**WHAT TO DO:** Print every line of the data exactly as shown.

★ ★ ★

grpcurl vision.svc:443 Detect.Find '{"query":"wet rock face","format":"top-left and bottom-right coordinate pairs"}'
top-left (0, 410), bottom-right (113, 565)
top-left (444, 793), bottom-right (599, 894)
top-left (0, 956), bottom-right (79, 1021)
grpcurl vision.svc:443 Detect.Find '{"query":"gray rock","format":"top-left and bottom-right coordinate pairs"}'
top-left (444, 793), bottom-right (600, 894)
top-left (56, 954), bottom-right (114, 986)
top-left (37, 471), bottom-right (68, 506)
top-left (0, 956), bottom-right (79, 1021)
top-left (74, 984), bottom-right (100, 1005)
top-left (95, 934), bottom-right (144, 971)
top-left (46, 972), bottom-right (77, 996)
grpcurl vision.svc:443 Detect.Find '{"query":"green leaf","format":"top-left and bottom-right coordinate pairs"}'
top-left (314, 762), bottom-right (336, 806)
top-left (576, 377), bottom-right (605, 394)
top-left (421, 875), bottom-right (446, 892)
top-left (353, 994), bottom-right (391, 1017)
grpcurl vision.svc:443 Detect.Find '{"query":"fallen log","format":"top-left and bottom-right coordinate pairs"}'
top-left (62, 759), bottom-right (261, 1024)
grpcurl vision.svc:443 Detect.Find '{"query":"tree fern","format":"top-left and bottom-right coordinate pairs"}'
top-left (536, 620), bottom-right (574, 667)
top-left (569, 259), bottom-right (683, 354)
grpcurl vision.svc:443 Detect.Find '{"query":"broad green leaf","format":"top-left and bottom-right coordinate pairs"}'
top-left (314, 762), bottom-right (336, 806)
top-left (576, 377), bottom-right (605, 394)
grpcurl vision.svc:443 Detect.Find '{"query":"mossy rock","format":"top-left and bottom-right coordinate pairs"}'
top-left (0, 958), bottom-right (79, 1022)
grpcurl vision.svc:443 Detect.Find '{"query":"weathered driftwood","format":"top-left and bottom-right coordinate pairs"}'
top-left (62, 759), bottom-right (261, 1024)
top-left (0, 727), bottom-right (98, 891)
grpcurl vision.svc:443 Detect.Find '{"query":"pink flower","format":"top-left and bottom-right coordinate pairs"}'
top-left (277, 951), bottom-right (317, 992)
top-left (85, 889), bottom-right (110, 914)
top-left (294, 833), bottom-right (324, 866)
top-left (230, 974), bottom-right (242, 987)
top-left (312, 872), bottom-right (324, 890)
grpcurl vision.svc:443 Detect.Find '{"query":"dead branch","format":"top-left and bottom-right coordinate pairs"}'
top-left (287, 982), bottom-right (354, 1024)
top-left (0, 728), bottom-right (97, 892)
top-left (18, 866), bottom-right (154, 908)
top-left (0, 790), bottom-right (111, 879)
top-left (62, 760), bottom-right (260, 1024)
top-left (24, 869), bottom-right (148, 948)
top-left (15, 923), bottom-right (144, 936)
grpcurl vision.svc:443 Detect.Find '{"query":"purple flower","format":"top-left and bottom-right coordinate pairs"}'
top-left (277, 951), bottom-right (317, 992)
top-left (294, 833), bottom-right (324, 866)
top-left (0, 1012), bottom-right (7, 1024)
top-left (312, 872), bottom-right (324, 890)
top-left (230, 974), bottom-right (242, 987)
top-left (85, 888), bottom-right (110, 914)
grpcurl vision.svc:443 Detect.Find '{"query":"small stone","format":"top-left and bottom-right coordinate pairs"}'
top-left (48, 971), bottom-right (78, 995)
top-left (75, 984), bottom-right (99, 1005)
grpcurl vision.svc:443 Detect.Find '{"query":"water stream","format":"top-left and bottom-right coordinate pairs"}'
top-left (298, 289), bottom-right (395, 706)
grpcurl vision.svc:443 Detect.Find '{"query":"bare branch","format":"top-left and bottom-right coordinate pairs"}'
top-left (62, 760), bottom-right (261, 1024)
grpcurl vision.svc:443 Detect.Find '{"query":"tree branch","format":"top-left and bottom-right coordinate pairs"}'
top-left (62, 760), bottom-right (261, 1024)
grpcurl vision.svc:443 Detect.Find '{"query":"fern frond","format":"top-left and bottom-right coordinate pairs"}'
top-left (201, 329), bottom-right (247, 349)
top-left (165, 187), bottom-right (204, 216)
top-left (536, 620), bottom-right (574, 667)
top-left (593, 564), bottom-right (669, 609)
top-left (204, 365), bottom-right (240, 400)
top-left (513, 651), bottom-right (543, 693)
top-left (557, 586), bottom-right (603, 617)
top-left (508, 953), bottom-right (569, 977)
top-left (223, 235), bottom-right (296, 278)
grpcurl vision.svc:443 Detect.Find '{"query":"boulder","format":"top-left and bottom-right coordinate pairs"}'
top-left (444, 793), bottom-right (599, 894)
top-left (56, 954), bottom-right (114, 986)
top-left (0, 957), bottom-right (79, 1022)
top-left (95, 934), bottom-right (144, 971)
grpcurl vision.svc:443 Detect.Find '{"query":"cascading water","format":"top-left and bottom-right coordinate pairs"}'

★ ★ ★

**TASK ANSWER:**
grpcurl vision.svc:443 Detect.Find '{"query":"wet rock face","format":"top-left and bottom-right coordinate pairs"}'
top-left (0, 410), bottom-right (113, 565)
top-left (444, 793), bottom-right (599, 894)
top-left (0, 956), bottom-right (79, 1021)
grpcurl vision.svc:443 Detect.Find '{"query":"gray rock","format":"top-left and bottom-right coordinate pairs"}'
top-left (444, 793), bottom-right (600, 894)
top-left (56, 954), bottom-right (114, 986)
top-left (37, 471), bottom-right (68, 506)
top-left (0, 956), bottom-right (79, 1021)
top-left (74, 984), bottom-right (100, 1005)
top-left (95, 934), bottom-right (144, 971)
top-left (46, 972), bottom-right (77, 996)
grpcurl vision.svc:443 Detect.Find '{"query":"green leaf","format":"top-left and bottom-right coordinate pairs"}'
top-left (314, 762), bottom-right (336, 806)
top-left (576, 377), bottom-right (605, 394)
top-left (421, 875), bottom-right (446, 892)
top-left (353, 994), bottom-right (391, 1017)
grpcurl vision.svc:443 Detect.Find '{"query":"fallen log","format":"top-left and bottom-right coordinate pairs"}'
top-left (62, 759), bottom-right (261, 1024)
grpcurl vision.svc:443 Detect.Find '{"query":"tree fern","format":"top-left and bottom-right coordinate pairs"}'
top-left (536, 620), bottom-right (574, 667)
top-left (569, 259), bottom-right (683, 354)
grpcurl vision.svc:443 Detect.Find '{"query":"broad green leaf","format":"top-left and bottom-right coordinate pairs"}'
top-left (314, 762), bottom-right (336, 806)
top-left (576, 377), bottom-right (605, 394)
grpcurl vision.svc:443 Detect.Find '{"query":"mossy rock","format":"top-left and bottom-right coordinate pairs"}'
top-left (0, 958), bottom-right (79, 1022)
grpcurl vision.svc:443 Detect.Find '{"query":"weathered driftwood","format":"top-left and bottom-right coordinate pairs"}'
top-left (62, 759), bottom-right (261, 1024)
top-left (0, 727), bottom-right (98, 891)
grpcurl vision.svc:443 Detect.Find '{"query":"pink flower","format":"top-left and bottom-right coordinate pairs"}'
top-left (277, 951), bottom-right (317, 992)
top-left (85, 889), bottom-right (110, 914)
top-left (294, 833), bottom-right (324, 866)
top-left (230, 974), bottom-right (242, 987)
top-left (312, 872), bottom-right (324, 890)
grpcurl vision.svc:443 Detect.Find '{"query":"dead branch","format":"top-left and bottom-right coordinate pairs"}'
top-left (287, 982), bottom-right (354, 1024)
top-left (0, 728), bottom-right (97, 892)
top-left (18, 866), bottom-right (154, 908)
top-left (0, 790), bottom-right (111, 879)
top-left (62, 760), bottom-right (260, 1024)
top-left (24, 869), bottom-right (148, 948)
top-left (15, 923), bottom-right (144, 936)
grpcurl vision.svc:443 Detect.Find '{"query":"purple flower","format":"top-left and bottom-right coordinate pairs"}'
top-left (277, 951), bottom-right (317, 992)
top-left (294, 833), bottom-right (324, 866)
top-left (0, 1012), bottom-right (7, 1024)
top-left (312, 872), bottom-right (324, 890)
top-left (230, 974), bottom-right (242, 987)
top-left (85, 888), bottom-right (110, 914)
grpcurl vision.svc:443 Detect.Find '{"query":"small stone","format":"top-left and bottom-right coordinate pairs"}'
top-left (48, 971), bottom-right (78, 995)
top-left (75, 984), bottom-right (99, 1005)
grpcurl vision.svc:443 Detect.Find '{"query":"water stream","format":"top-left and bottom-right coordinate pairs"}'
top-left (298, 289), bottom-right (395, 706)
grpcurl vision.svc:443 Detect.Find '{"query":"bare branch","format":"top-left and bottom-right coordinate pairs"}'
top-left (62, 760), bottom-right (261, 1024)
grpcurl vision.svc:443 Detect.Find '{"query":"tree branch","format":"top-left and bottom-right coordinate pairs"}'
top-left (62, 760), bottom-right (261, 1024)
grpcurl vision.svc:443 Detect.Find '{"query":"fern frond","format":"top-left and bottom-right coordinate pairs"}'
top-left (201, 329), bottom-right (247, 349)
top-left (165, 187), bottom-right (204, 216)
top-left (536, 620), bottom-right (574, 667)
top-left (593, 564), bottom-right (669, 609)
top-left (204, 365), bottom-right (240, 400)
top-left (513, 651), bottom-right (543, 693)
top-left (557, 586), bottom-right (603, 617)
top-left (508, 953), bottom-right (569, 977)
top-left (223, 235), bottom-right (296, 278)
grpcurl vision.svc:443 Detect.Find '{"query":"boulder","format":"top-left and bottom-right coordinate pairs"}'
top-left (444, 793), bottom-right (599, 894)
top-left (56, 954), bottom-right (114, 986)
top-left (0, 957), bottom-right (79, 1022)
top-left (95, 934), bottom-right (144, 971)
grpcurl vision.svc:443 Detect.Find '{"query":"cascading water","format":"top-left and bottom-right coordinate pairs"}'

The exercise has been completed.